Selected excerpt ▸
▼▼▼

[Date Prev][Date Next][Thread Prev][Thread Next][Date Index][Thread Index]

single precision on Sparcs



Hi Clint,

  >>  From [email protected] Tue Jun 26 15:24:54 2001
...
  >>  QUESTION 2:
  >>     Does anyone know why gcc produces *much* slower code for single precision
  >>     than double precision on UltraSparcs (see below for more detail)?
  >>  
...
  >>  We use the same C code for both single and double precision.  I would expect
  >>  performance to be similar (though you might need to vary NB), but what I
  >>  see is that double precision runs roughly 25% faster.  Obviously, if one

I'm afraid I cant be a lot of help here: since f.p.  is the same speed
for double on the UltraSparcs I never bothered with writing special
codes single precision.  Some years ago, I did the same thing with my
own codes, changed double to single in a code written for double, and it
did indeed run slower. 

The only thing I can say is that I dont think its gcc's fault: I
inspected the assembler output for my code and I could not fault it.

  >>  is to be faster, it should be single.  The only thing I can think of is that
  >>  it has something to do with the load instruction used; I know double precision
  >>  performance takes a beating if you don't assume it is 8-byte aligned.  Perhaps

this is because without this assumption, you will be doing 2 4-byte
loads for each double, so it doubles the total number of loads (and
stores), and slows you down for that reason. 

There is nothing in the UltraSparc specifications that I know of that
suggest that a single floating point load is slower than a double
floating point load.  The only thing I can think of is that for single,
with the same degree of unrolling, you might be increasing your chances
of direct-mapped conflicts in the top-level cache: still that would not
seem to be able to account for so large a difference.

▲▲▲

Extracted rows
▼▼▼

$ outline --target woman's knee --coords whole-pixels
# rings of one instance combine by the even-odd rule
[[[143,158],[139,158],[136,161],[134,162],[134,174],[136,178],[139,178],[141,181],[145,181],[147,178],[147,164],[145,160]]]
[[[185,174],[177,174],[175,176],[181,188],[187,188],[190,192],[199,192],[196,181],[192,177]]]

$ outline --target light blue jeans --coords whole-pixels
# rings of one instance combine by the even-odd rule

▲▲▲

Tasks to carry out ▸
A - Reproduce the passage of the Sparc precision thread from "The only thing I can say" up to and including "for that reason.".
B - Decide whether each statement agrees with the Sparc precision thread. Answer yes or no for each, and quote the words that decide it. (i) The quoted message reports that double precision runs roughly 25% faster. (ii) The reply's writer thinks gcc is to blame for the slower single-precision code. (iii) The reply's writer knows of UltraSparc specifications indicating that a single floating point load is slower than a double one.
C - In the Sparc precision thread, what did the reply's writer inspect before concluding that gcc was not at fault?
Rely only on the Sparc precision thread.

Exercise responses ▸
A -
The only thing I can say is that I dont think its gcc's fault: I
inspected the assembler output for my code and I could not fault it.

  >>  is to be faster, it should be single.  The only thing I can think of is that
  >>  it has something to do with the load instruction used; I know double precision
  >>  performance takes a beating if you don't assume it is 8-byte aligned.  Perhaps

this is because without this assumption, you will be doing 2 4-byte
loads for each double, so it doubles the total number of loads (and
stores), and slows you down for that reason.

B -
(i) Yes: "double precision runs roughly 25% faster"
(ii) No: "I dont think its gcc's fault"
(iii) No: "There is nothing in the UltraSparc specifications that I know of that suggest that a single floating point load is slower than a double floating point load"

C - The assembler output for the writer's own code.